◆ YOUR TASK ◆
The entries are to be output once more, word for word.

━━━━━━

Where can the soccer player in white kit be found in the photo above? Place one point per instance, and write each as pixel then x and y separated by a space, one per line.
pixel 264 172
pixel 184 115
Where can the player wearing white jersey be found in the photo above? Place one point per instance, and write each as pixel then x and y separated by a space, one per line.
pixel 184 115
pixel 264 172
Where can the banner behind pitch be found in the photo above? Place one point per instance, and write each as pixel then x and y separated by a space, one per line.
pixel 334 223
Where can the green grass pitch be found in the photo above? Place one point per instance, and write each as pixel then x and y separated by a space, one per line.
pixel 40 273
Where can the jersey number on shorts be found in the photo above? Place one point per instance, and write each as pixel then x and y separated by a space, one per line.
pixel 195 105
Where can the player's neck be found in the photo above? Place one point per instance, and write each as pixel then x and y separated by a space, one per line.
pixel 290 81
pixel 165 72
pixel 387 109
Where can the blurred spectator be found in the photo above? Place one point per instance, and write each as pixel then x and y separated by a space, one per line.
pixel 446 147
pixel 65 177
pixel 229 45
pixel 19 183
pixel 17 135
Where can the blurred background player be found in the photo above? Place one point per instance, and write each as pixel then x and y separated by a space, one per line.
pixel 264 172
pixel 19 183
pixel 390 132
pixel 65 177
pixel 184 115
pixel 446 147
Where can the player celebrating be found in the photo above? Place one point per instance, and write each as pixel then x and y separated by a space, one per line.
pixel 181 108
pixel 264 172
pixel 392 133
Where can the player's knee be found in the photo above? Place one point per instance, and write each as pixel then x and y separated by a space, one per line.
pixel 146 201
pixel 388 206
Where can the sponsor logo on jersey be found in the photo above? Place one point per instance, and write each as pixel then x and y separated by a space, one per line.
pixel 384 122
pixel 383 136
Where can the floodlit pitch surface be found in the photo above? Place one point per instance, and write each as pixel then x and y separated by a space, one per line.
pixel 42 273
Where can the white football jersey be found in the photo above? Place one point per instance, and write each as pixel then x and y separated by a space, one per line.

━━━━━━

◆ SOLUTION TO THE PROBLEM ◆
Where can the soccer player in white kit be found in the photo above? Place one point per instance, and write each as pixel then x and y separated by a space, one per line.
pixel 264 172
pixel 184 115
Where can the player wearing white jersey be found in the photo above? Place one point per instance, and write each as pixel then x and y separated by a space, one per line.
pixel 184 115
pixel 264 172
Where can the banner behind pitch be found in the photo above? Place one point per instance, and write each as pixel then x and y separated by a space, one per line.
pixel 334 223
Where can the green grass pitch be found in the photo above? Place one point per instance, and write each as pixel then x and y separated by a space, one per line.
pixel 40 273
Where can the jersey number on shorts be found in the photo above? Place one point per instance, and write each as pixel then x and y separated by a space, one per line.
pixel 195 105
Where can the player's neck be found in the photo above? Place one point per instance, and write each as pixel then x and y separated by a space, one per line.
pixel 290 81
pixel 165 72
pixel 387 109
Where can the blurred spectator be found in the photo above? Place one point per instance, and write each as pixel then x and y separated by a space, one per line.
pixel 446 147
pixel 65 177
pixel 229 45
pixel 19 183
pixel 17 135
Where can the blurred background player be found in the photo above? Place one point per instance, and write each as pixel then x and y separated by a space, one per line.
pixel 264 172
pixel 19 183
pixel 390 132
pixel 65 177
pixel 184 115
pixel 446 147
Where can the player celebrating be found in the photo above? Place one point per instance, and write each as pixel then x and y separated by a space, one per line.
pixel 181 108
pixel 264 172
pixel 392 133
Where can the player's knee be found in the photo above? Place one point per instance, and write each as pixel then x and y separated by a space, one per line.
pixel 146 201
pixel 388 206
Where can the sponsor logo on jersey be found in the photo above? Place one point per instance, and write each as pixel then x and y separated by a space, one per line.
pixel 384 122
pixel 383 136
Where can the floodlit pitch surface be found in the photo above? Place one point per instance, and write each as pixel then x and y separated by a space, one per line.
pixel 42 273
Where can the white football jersey be found in the photo above? Place one point per instance, and write each as pixel then x and y separated by a space, one per line.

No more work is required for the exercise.